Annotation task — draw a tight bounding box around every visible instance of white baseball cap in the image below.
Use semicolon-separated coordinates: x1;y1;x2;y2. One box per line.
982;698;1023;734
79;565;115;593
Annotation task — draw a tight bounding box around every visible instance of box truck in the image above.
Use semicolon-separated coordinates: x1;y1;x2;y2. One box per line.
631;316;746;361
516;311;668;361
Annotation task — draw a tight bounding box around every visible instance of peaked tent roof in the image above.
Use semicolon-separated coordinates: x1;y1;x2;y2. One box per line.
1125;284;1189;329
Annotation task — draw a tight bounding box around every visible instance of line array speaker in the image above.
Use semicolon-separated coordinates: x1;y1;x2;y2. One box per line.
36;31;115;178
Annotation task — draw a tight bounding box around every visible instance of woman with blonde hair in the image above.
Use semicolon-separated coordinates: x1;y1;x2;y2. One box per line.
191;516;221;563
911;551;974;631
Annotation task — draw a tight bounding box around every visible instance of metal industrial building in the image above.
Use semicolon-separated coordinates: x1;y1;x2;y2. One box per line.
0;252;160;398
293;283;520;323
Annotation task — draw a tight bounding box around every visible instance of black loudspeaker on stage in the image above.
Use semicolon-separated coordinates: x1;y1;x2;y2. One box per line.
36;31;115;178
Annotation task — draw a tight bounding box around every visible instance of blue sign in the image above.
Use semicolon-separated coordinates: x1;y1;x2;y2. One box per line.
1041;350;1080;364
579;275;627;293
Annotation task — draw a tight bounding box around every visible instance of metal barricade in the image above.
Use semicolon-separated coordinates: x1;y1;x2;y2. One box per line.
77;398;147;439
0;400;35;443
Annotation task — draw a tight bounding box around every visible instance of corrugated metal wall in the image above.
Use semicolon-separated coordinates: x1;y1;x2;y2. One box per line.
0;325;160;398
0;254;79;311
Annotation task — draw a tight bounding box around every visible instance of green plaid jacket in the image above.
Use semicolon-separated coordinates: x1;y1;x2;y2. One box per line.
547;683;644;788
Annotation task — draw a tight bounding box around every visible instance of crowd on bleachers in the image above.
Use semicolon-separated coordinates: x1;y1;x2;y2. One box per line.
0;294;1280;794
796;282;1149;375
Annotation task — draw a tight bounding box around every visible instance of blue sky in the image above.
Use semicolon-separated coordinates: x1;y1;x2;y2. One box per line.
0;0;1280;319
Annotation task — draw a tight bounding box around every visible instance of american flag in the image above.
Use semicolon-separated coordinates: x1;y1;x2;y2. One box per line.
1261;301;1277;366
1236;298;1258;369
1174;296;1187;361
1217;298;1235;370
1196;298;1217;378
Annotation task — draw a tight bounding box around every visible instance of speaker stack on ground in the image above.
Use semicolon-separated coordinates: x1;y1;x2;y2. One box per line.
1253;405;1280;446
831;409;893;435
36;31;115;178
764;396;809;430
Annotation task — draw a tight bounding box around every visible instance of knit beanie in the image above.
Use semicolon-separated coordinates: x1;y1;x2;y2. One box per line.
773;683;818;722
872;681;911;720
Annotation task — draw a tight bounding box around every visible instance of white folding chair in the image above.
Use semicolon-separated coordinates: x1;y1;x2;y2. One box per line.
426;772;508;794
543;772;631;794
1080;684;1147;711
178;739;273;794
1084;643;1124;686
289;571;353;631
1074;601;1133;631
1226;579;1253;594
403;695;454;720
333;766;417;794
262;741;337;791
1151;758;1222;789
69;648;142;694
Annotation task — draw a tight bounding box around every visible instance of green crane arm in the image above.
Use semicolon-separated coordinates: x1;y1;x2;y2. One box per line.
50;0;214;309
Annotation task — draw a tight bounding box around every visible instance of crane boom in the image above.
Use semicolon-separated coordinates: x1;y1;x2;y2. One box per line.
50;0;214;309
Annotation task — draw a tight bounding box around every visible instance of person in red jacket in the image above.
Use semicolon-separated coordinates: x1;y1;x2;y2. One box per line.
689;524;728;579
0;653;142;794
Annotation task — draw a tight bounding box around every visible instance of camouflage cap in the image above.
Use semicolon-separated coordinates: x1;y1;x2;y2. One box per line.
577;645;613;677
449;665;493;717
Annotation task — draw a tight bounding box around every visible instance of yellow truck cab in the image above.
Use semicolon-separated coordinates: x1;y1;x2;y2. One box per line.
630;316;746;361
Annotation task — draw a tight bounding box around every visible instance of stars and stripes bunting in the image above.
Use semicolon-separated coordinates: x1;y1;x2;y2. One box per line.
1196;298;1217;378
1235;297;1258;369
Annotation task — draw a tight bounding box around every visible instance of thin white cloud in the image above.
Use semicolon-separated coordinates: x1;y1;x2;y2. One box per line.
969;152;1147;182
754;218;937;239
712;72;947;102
○ ○ ○ ○ ○ ○ ○
*Directions for this task*.
Convert all of the records above into a JSON list of strings, with each line as its own string and blank lines omitted.

*Full solution*.
[
  "Annotation task — draw a tight bounding box around every visible instance of white baseball cap in the image below.",
  "Use semicolon-separated coordinates: x1;y1;x2;y2. One box per line.",
  "982;698;1023;734",
  "79;565;115;593",
  "Annotation task — draw a tight bounding box around every visible instance of box truck in the image above.",
  "Use semicolon-separated coordinates: x1;y1;x2;y2. One box per line.",
  "631;316;746;361",
  "516;311;668;361",
  "Annotation task — draw a tight bounding box around every visible instance of peaked tent roof in the image above.",
  "Use semicolon-separated coordinates: x1;y1;x2;y2. One box per line.",
  "1125;284;1189;329",
  "Annotation task — draw a tight bounding box around every visible instance of line array speaker in the image above.",
  "Use semicolon-separated coordinates: x1;y1;x2;y2. One box per line.",
  "36;31;115;178",
  "Annotation task — draw a tight bounding box around every visible instance of woman with blonde hair in the image above.",
  "Use semicolon-separated coordinates: x1;y1;x2;y2. One box per line.",
  "191;516;221;563",
  "911;551;974;631",
  "Annotation task — draw a tight bounding box around every visible instance of metal industrial building in the image above.",
  "Use semicolon-separated coordinates: x1;y1;x2;y2. One box per line.",
  "0;252;160;398",
  "293;283;520;323",
  "Annotation task — draw a tight bounding box around every visible instance of black loudspeaker on stage in the image above.",
  "Use semicolon-separated coordinates: x1;y1;x2;y2. One box per line.",
  "36;31;115;178",
  "Annotation task — draw a tight bounding box around every visible instance of blue sign in the image above.",
  "Use semicolon-separated coordinates: x1;y1;x2;y2. One box per line.",
  "1041;350;1080;364",
  "579;275;627;293",
  "Annotation task — draw a tight bounding box around every visible instance of metal barricade in the image above.",
  "Use semicolon-separated coordinates: x1;y1;x2;y2. One box per line.",
  "77;398;147;439",
  "0;400;35;443",
  "Annotation task — draw a tight bounding box around every visible instance of corrugated metal wall in the image above.",
  "Use semicolon-separated coordinates: x1;y1;x2;y2. One box per line.",
  "0;325;160;398",
  "0;254;79;311",
  "Annotation task — draw a tight bounding box around every visible instance of green plaid jacket in the image above.",
  "Use semicolon-separated coordinates: x1;y1;x2;y2. One box per line.",
  "547;683;644;788",
  "Annotation task — draw a tight bounding box around every visible instance of crowd on bleachers in the image above.",
  "Use semicolon-separated coordinates: x1;y1;x2;y2. One box per line.",
  "0;294;1280;794",
  "796;282;1149;375",
  "Annotation task — draw a tight bounding box around every visible instance of blue sky in the image above.",
  "Use semicolon-separated coordinates: x1;y1;x2;y2. One box per line.",
  "0;0;1280;319",
  "Annotation task — draw a tight bounding box around every visible instance of american flag in the image above.",
  "Use semicolon-separated coordinates: x1;y1;x2;y2. One box per line.",
  "1261;301;1277;366",
  "1236;298;1258;369",
  "1174;296;1187;361",
  "1217;298;1235;370",
  "1196;298;1217;378",
  "Annotation task — draw a tight bounding box around every visible instance of speaker stack on ground in the image above.",
  "Use semicolon-separated coordinates: x1;y1;x2;y2. One box per line.",
  "1253;405;1280;446",
  "831;409;893;435",
  "36;31;115;178",
  "764;396;809;430",
  "Annotation task — draw a tight bounding box around every visible instance of knit beanie in the image above.",
  "Use semicolon-separated coordinates: x1;y1;x2;y2. One box per line.",
  "773;683;818;722",
  "872;681;911;720",
  "Annotation task — draw a tight bounding box around every visible instance of white folding chair in the image above.",
  "Use semicolon-separated coordinates: x1;y1;x2;y2. One box per line.",
  "426;772;508;794",
  "543;772;631;794",
  "1080;684;1147;711",
  "178;739;273;794",
  "1084;643;1124;686",
  "289;571;353;631",
  "1074;601;1133;631",
  "1226;579;1253;594",
  "403;695;454;720",
  "333;766;417;794",
  "262;741;337;791",
  "1151;758;1222;789",
  "69;648;142;694",
  "Annotation task — draw a tight bounding box around every visible instance of green crane arm in the image above.",
  "Use semicolon-separated coordinates: x1;y1;x2;y2. One box per line.",
  "50;0;214;309",
  "Annotation task — draw a tight bounding box around every visible instance of crane boom in the image above.",
  "Use semicolon-separated coordinates: x1;y1;x2;y2. One box per line.",
  "50;0;214;309",
  "Annotation task — draw a tight bounding box around every visible instance of person in red jacket in the image above.",
  "Use semicolon-separated coordinates: x1;y1;x2;y2. One box per line.",
  "689;524;728;579",
  "0;653;142;794",
  "Annotation task — draw a tight bounding box around every visible instance of camouflage cap in the image above.",
  "Use semicolon-separated coordinates: x1;y1;x2;y2. One box per line.",
  "577;645;613;677",
  "449;665;493;717",
  "Annotation task — draw a tight bounding box around every visible instance of yellow truck cab in the image above.",
  "Use semicolon-separated coordinates: x1;y1;x2;y2. One box per line.",
  "630;316;746;361",
  "Annotation task — draw a tight bounding box around every visible instance of stars and stripes bunting in the image above.",
  "Use semicolon-separated coordinates: x1;y1;x2;y2. One box per line.",
  "1196;298;1217;378",
  "1235;297;1258;369",
  "Annotation task — draw a tight bounding box around every visible instance of thin white cloud in the image above.",
  "Use semicolon-separated coordinates: x1;y1;x2;y2. One box per line.",
  "969;152;1147;182",
  "754;218;937;239",
  "712;72;947;102"
]